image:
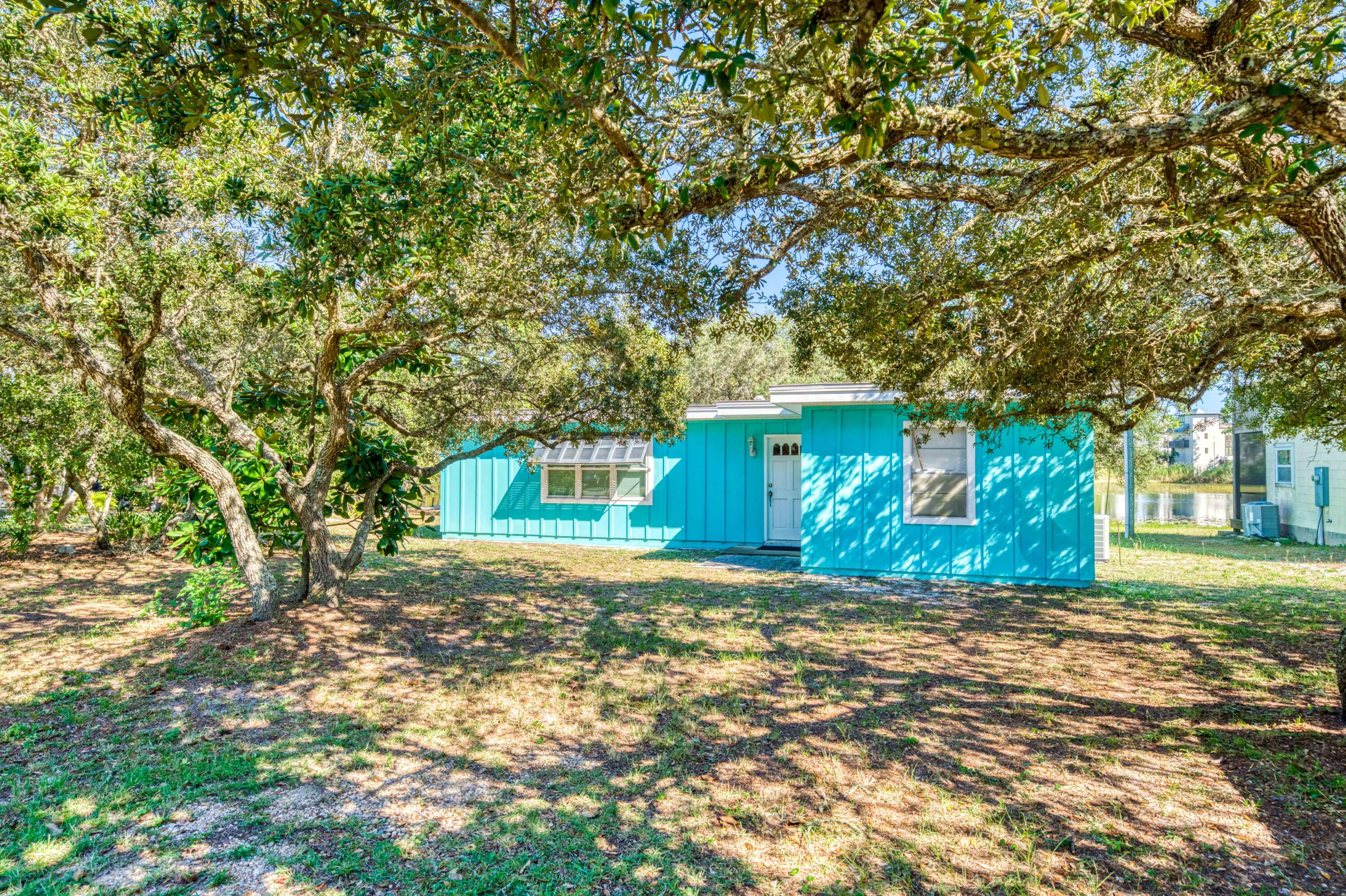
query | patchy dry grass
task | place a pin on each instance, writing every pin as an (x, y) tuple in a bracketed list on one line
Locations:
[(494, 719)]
● ● ● ●
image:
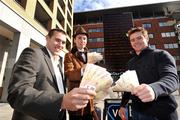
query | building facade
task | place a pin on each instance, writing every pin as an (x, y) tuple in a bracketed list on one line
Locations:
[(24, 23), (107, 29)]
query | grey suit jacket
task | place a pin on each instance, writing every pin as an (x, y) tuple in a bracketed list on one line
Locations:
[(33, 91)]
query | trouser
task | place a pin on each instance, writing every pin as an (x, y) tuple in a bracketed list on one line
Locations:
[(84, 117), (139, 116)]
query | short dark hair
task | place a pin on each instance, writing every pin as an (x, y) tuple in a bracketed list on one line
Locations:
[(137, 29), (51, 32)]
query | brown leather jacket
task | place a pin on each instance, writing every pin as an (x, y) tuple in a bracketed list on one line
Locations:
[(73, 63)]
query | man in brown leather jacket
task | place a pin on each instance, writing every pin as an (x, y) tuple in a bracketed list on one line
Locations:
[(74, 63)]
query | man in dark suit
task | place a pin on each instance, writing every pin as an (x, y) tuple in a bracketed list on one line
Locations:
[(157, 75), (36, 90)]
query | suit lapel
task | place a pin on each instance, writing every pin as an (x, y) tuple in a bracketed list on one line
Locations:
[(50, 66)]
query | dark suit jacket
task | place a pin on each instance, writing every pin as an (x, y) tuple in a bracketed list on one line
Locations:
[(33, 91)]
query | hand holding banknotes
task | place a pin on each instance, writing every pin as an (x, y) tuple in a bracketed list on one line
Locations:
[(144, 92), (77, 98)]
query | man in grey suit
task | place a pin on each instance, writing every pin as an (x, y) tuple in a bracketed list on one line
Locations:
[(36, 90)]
● ● ● ●
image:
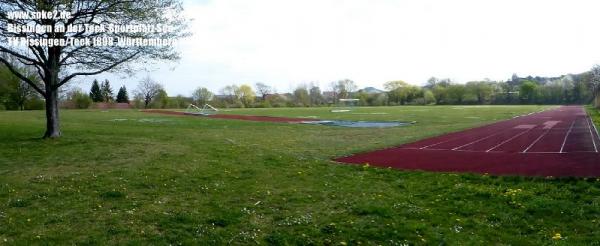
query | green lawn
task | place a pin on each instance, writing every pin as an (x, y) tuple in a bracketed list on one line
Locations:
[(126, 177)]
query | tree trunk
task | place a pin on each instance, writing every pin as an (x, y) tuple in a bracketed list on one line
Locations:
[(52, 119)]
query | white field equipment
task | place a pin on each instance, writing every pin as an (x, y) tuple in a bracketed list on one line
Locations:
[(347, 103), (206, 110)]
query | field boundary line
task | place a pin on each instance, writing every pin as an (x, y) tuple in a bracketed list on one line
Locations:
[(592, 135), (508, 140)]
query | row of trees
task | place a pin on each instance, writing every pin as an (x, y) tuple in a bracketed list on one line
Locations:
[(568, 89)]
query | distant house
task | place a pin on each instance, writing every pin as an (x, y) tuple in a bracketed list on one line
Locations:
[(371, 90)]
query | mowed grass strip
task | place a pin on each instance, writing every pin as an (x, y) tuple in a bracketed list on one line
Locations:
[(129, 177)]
● ● ● ●
Where does the string "leather" appear in the records above? Show every line that holds it.

query | brown leather jacket
query | man in brown leather jacket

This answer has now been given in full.